Input records ->

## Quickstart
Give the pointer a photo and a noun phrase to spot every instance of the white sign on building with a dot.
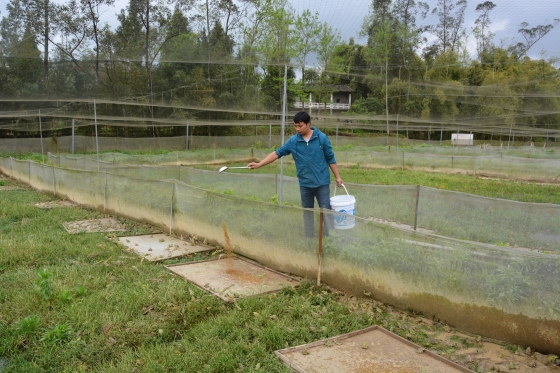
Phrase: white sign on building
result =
(461, 139)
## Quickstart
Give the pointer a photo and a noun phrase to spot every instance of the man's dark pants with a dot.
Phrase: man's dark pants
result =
(308, 196)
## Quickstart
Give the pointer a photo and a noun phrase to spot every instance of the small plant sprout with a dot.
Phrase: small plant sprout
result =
(81, 291)
(65, 296)
(45, 284)
(58, 334)
(28, 325)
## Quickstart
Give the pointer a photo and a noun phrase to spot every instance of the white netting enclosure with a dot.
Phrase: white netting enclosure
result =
(400, 84)
(482, 288)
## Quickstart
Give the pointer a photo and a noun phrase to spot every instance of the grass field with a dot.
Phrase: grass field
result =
(81, 303)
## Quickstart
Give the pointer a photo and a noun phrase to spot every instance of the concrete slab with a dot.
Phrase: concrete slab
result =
(232, 278)
(156, 247)
(370, 350)
(9, 187)
(94, 225)
(55, 204)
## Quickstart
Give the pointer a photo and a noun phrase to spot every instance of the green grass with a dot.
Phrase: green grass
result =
(80, 303)
(505, 189)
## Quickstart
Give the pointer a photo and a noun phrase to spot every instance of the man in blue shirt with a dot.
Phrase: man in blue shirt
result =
(313, 156)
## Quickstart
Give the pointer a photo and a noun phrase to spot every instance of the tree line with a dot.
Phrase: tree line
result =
(225, 59)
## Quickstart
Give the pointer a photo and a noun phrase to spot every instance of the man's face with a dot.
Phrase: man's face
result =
(302, 128)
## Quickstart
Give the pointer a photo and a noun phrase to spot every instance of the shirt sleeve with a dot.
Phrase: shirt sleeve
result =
(284, 149)
(327, 149)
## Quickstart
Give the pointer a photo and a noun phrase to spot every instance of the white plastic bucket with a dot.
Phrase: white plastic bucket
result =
(345, 205)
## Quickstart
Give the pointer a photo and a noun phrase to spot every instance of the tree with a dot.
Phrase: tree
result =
(531, 36)
(481, 31)
(307, 27)
(326, 44)
(24, 67)
(90, 10)
(451, 15)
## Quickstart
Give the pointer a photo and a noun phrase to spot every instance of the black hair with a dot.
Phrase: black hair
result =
(302, 116)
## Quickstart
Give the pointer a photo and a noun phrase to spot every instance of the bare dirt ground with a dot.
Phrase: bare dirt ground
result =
(477, 353)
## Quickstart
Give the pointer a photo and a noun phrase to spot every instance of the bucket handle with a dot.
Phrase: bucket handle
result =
(344, 189)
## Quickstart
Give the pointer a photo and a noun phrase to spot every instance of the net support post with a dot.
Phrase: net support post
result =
(171, 209)
(417, 203)
(72, 136)
(187, 139)
(320, 248)
(54, 181)
(397, 133)
(336, 136)
(105, 192)
(96, 136)
(41, 136)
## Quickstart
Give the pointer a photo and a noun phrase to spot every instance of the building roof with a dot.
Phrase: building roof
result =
(334, 87)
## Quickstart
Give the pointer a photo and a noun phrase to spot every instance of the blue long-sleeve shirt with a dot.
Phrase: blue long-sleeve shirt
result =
(312, 158)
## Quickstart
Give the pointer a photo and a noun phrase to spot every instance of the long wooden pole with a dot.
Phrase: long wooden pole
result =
(320, 250)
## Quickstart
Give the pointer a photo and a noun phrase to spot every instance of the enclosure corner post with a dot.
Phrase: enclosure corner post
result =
(417, 200)
(320, 248)
(105, 193)
(171, 209)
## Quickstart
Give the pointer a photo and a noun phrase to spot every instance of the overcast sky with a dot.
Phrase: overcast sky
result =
(347, 16)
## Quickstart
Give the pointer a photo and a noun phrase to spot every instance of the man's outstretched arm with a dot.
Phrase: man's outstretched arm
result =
(268, 159)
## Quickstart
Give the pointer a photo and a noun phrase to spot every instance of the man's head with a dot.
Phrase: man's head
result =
(302, 116)
(302, 123)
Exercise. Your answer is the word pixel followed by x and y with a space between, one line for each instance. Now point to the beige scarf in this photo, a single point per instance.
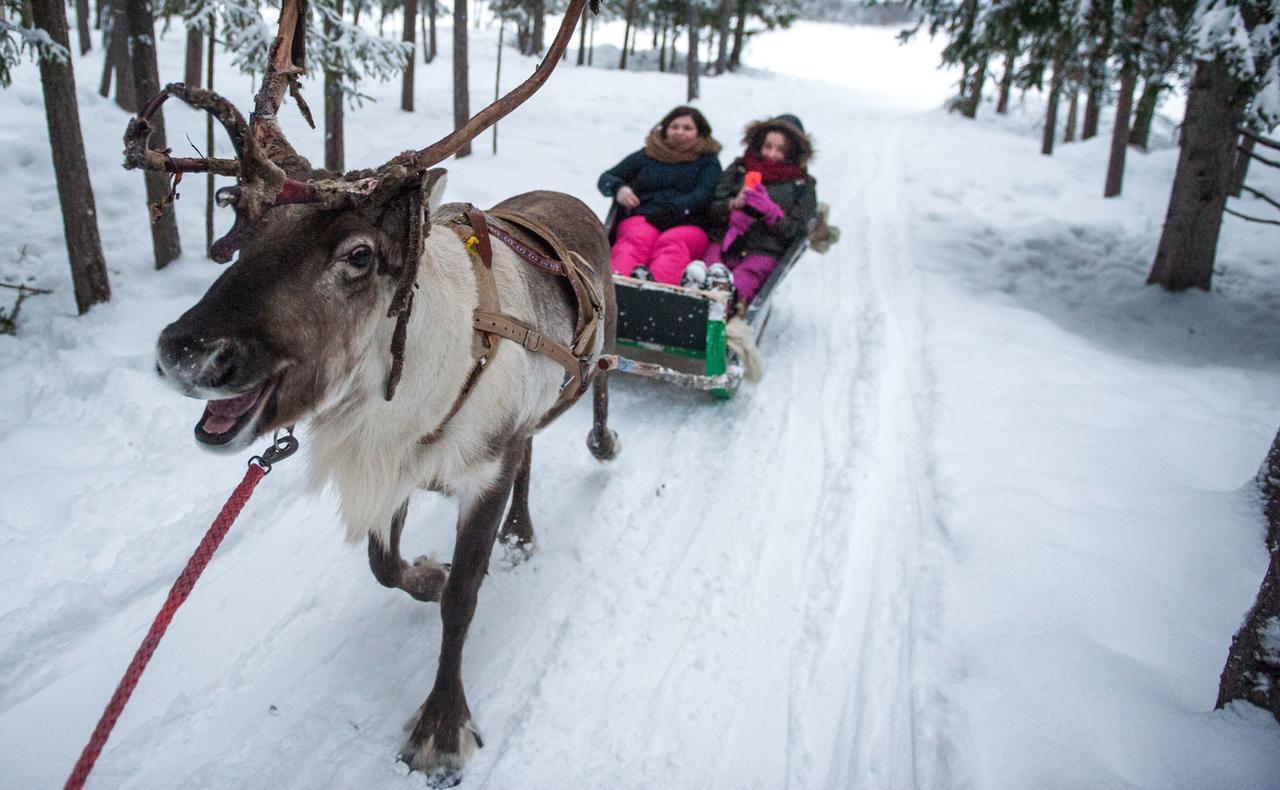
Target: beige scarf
pixel 672 151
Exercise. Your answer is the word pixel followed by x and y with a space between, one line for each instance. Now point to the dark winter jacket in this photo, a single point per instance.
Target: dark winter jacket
pixel 798 200
pixel 670 193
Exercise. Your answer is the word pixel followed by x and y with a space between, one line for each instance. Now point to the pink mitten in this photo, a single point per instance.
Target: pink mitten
pixel 739 222
pixel 759 200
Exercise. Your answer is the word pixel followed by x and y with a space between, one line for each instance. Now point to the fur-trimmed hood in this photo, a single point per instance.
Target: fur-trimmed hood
pixel 789 126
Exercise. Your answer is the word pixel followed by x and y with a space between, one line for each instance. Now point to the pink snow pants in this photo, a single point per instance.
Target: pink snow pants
pixel 749 273
pixel 666 252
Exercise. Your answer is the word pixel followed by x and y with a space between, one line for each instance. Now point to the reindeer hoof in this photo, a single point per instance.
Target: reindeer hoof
pixel 440 768
pixel 425 579
pixel 516 549
pixel 604 444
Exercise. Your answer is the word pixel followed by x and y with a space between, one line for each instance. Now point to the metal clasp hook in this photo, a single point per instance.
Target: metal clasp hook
pixel 282 447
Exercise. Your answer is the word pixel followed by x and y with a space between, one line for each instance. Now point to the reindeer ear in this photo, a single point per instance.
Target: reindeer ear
pixel 433 190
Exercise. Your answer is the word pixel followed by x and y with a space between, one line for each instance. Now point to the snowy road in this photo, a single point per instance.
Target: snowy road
pixel 760 593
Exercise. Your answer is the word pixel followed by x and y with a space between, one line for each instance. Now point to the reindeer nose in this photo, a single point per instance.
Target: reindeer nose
pixel 205 364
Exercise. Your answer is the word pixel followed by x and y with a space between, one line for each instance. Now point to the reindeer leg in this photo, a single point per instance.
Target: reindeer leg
pixel 423 580
pixel 517 530
pixel 443 736
pixel 602 442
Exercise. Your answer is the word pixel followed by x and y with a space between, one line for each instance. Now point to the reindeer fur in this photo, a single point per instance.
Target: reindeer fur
pixel 283 310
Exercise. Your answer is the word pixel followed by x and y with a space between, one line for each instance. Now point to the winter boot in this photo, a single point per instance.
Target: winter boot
pixel 720 278
pixel 695 275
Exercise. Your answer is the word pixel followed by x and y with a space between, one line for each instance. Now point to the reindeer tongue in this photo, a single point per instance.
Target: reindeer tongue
pixel 220 415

Stated problem -> Copy the stretch from the line containing "to the snowy" through the line containing "pixel 760 593", both included, with requests as they are, but scale every point coordinate in the answers by 2.4 and round to whole numbers, rounding halves up.

The reply ->
Exercise. Your answer is the word pixel followed by x and y with a space between, one line for each instance. Now point to the snowy road in this photo, a single point per instance.
Target: snowy road
pixel 1824 1423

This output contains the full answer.